# Instructions for the task:
Lines before the one containing "Target: man's face" are to be skipped; reproduce that line and the rest of the records below exactly.

(Collected data)
-.-.-
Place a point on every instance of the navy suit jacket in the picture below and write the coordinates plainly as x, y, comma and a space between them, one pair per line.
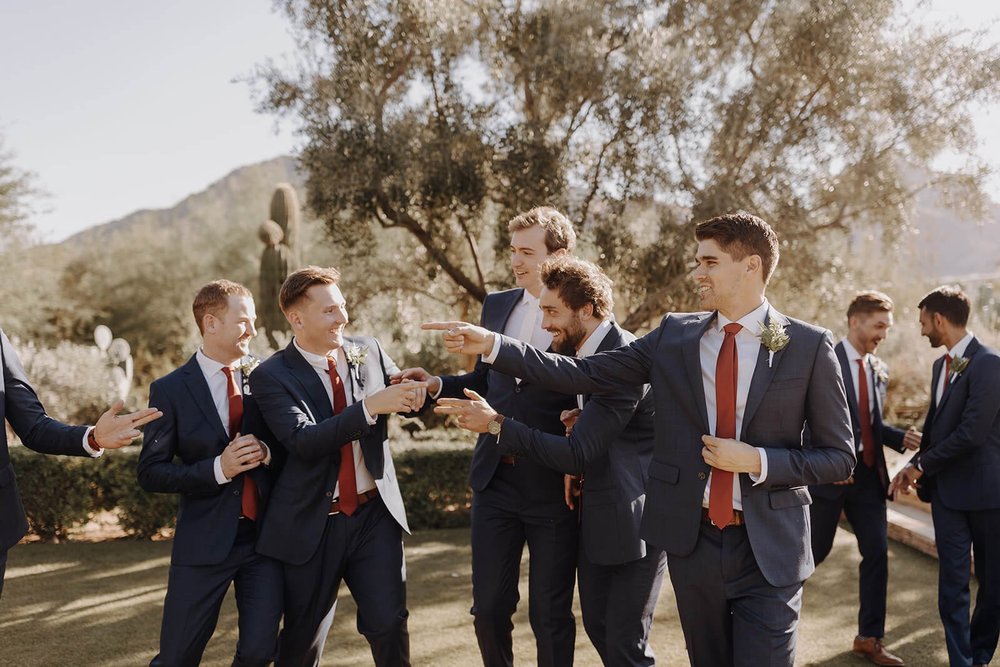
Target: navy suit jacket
527, 402
802, 384
960, 449
178, 456
885, 435
299, 412
612, 445
20, 406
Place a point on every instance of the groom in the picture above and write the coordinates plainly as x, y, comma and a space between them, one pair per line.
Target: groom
726, 496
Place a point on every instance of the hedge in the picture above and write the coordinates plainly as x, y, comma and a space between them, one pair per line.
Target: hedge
60, 492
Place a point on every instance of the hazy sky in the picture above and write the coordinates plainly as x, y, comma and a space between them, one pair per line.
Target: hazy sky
121, 105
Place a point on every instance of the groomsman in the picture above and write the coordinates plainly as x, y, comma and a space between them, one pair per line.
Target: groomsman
733, 389
336, 512
517, 501
210, 449
20, 407
610, 444
862, 496
957, 470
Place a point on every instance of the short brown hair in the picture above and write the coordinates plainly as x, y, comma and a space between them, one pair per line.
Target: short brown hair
297, 284
578, 283
869, 302
213, 299
950, 302
740, 234
559, 231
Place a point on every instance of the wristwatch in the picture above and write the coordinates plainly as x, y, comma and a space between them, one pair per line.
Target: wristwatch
494, 424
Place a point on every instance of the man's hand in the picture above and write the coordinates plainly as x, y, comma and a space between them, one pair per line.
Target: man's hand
462, 337
572, 487
568, 418
904, 480
113, 430
912, 438
473, 415
407, 396
419, 375
244, 453
729, 454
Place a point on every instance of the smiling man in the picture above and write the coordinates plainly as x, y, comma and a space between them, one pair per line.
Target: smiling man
862, 496
518, 501
726, 495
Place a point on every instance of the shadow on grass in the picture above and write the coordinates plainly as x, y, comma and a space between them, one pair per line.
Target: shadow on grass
100, 604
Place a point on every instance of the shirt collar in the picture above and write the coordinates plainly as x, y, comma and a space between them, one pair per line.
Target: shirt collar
317, 361
959, 349
590, 345
751, 322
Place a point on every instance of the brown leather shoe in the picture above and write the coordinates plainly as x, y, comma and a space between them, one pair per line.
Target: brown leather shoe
872, 650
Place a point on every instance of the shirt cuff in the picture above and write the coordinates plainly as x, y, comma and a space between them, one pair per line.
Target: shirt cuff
759, 479
93, 453
219, 477
492, 356
368, 418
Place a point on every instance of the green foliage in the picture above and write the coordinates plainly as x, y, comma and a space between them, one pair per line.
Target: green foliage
427, 124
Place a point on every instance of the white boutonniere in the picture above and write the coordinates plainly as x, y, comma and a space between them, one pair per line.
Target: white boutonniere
958, 365
245, 367
356, 355
773, 337
880, 370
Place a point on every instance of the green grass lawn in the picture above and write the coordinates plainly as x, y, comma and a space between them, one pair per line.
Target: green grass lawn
100, 604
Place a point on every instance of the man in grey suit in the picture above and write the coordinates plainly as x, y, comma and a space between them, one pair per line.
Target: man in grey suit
733, 389
611, 444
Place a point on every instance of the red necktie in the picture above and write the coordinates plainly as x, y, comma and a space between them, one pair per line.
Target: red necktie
865, 415
249, 500
346, 476
720, 495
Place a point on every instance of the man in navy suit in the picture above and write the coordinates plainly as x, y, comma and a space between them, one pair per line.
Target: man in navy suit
210, 449
19, 405
957, 470
862, 496
518, 501
336, 513
610, 445
733, 389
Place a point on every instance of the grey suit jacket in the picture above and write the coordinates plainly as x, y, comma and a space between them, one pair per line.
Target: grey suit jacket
612, 444
803, 384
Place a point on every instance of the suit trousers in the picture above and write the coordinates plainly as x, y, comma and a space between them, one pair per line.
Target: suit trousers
955, 531
729, 612
502, 522
618, 602
195, 594
864, 504
365, 550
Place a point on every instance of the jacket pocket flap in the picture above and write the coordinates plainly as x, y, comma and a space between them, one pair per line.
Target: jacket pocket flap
797, 496
664, 471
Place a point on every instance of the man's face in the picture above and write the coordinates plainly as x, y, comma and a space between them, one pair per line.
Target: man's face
565, 324
229, 332
319, 318
867, 330
527, 252
930, 326
719, 278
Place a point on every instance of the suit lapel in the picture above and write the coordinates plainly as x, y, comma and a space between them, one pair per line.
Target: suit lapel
691, 353
763, 373
306, 376
196, 383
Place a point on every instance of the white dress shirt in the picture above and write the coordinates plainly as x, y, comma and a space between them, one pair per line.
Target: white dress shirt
747, 349
958, 350
365, 481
-.-.-
# Answer to this problem:
Target: man's face
565, 324
229, 332
319, 318
867, 330
527, 252
930, 326
719, 278
Place a point on every instance of the suit lapel in the picture above and write the coordinates plainly as x, y, comma and a space between them, one pair per line.
Target: suit lapel
691, 353
763, 373
306, 376
196, 383
Place a point on every instance of the white dress shirt in the picture above and write the coordinates plainly as x, y, comma and a space between them, one pair per line.
Target: white dress shirt
747, 349
958, 350
365, 481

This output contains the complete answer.